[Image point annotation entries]
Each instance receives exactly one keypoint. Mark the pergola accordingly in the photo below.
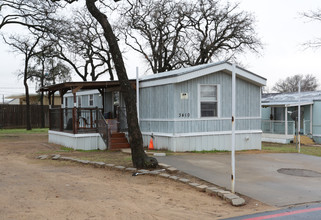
(74, 87)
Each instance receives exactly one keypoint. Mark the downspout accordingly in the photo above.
(233, 130)
(137, 94)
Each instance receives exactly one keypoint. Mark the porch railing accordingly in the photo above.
(103, 129)
(278, 127)
(75, 120)
(122, 119)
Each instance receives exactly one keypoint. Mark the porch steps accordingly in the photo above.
(118, 141)
(305, 140)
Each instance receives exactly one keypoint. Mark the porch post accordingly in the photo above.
(49, 100)
(286, 120)
(61, 111)
(74, 115)
(137, 93)
(311, 118)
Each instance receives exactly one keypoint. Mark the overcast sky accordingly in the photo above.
(280, 26)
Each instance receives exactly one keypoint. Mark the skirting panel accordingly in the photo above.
(220, 142)
(91, 141)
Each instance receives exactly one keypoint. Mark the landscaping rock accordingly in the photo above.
(154, 172)
(172, 169)
(173, 177)
(221, 193)
(238, 202)
(56, 157)
(165, 175)
(98, 164)
(109, 165)
(159, 154)
(194, 184)
(131, 169)
(212, 190)
(42, 157)
(143, 171)
(184, 180)
(119, 167)
(164, 165)
(202, 188)
(229, 197)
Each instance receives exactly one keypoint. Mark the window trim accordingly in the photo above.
(218, 103)
(90, 99)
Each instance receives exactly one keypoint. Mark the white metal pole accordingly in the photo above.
(286, 121)
(233, 130)
(299, 117)
(137, 93)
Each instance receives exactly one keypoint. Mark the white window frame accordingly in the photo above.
(90, 99)
(218, 103)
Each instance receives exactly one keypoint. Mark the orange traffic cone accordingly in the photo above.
(151, 145)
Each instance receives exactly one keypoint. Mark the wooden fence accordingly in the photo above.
(14, 116)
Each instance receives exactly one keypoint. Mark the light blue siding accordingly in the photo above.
(316, 125)
(163, 110)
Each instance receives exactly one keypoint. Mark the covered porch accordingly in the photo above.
(279, 127)
(87, 128)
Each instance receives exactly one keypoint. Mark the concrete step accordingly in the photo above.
(305, 140)
(116, 146)
(117, 135)
(118, 140)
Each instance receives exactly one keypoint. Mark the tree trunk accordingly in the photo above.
(139, 158)
(25, 78)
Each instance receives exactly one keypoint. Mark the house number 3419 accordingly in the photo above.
(183, 115)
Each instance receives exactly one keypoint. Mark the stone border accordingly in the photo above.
(228, 196)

**EXERCISE BRIEF:**
Output the line that contains "Each instance receives exactly one keypoint. Mark the light", followed by every later line in the listing, with no line omitted and none added.

**SOLUTION BELOW:**
Each instance receives exactly one keypoint. Mark the light blue siding accordingly in the photo above.
(316, 125)
(163, 110)
Each instance receives exactly one keypoint. Mark the covered porch accordingly in the photo above.
(279, 127)
(87, 128)
Each instance receives exactly one keypoint. Mark the concrete step accordingly in the photo above.
(305, 140)
(116, 146)
(117, 135)
(118, 140)
Each instance receives exactly one keypoint. Mark the tree trunk accordingly in the photo above.
(139, 158)
(25, 78)
Each instance receives exactly one keypoint. Mark the house number 3419 accordingly in the photo above.
(183, 115)
Each instance receives exactly one keypoint. Mark the stone border accordingly in the photo above.
(228, 196)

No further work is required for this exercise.